Rows from a dataset:
-.-.-

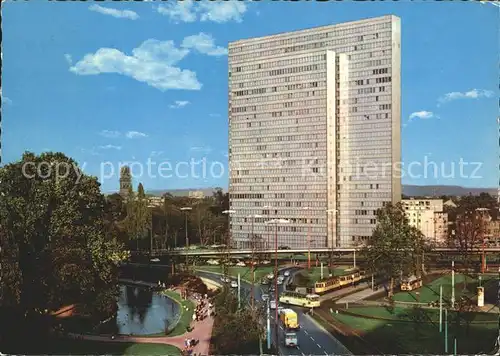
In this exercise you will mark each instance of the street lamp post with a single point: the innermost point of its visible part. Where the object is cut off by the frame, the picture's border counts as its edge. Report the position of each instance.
(228, 239)
(186, 209)
(252, 270)
(334, 214)
(276, 299)
(308, 239)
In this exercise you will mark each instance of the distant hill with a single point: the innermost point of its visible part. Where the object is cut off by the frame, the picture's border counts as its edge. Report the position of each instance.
(438, 190)
(182, 192)
(409, 190)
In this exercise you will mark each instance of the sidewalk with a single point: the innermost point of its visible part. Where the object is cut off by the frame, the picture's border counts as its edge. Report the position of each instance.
(202, 331)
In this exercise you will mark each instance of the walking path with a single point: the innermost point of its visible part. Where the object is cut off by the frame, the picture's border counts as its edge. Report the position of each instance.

-.-.-

Given task: The entries above are to be returned exactly, without their pictures.

Solution:
In this exercise you will mark each instance of the street lamp post with a single point: the innermost point of its visible part. Where the object is cut off by the frame, the picture's border counts as its edge. Report the position of each instance.
(228, 239)
(186, 209)
(252, 270)
(334, 214)
(276, 299)
(308, 239)
In this exercise you will mark each instance of the distant hill with a single point: the innermost point of its visible part. Where the object is cut off by the frame, the picture's border counts as its edge. Report the position of each instance.
(438, 190)
(182, 192)
(409, 190)
In this exercise you will mark each instance of the sidewalk with a single point: the innermost point of its visible part. Where the object is cut off by the frame, the picture's border counts as its edge. Report the position of each instance.
(202, 331)
In this exercise you will mark each instance of the walking path with a single point: the innermost point of its visible part. Where the object is cut off by the frame, the picture's border counts as its edge. Report the position of each instance.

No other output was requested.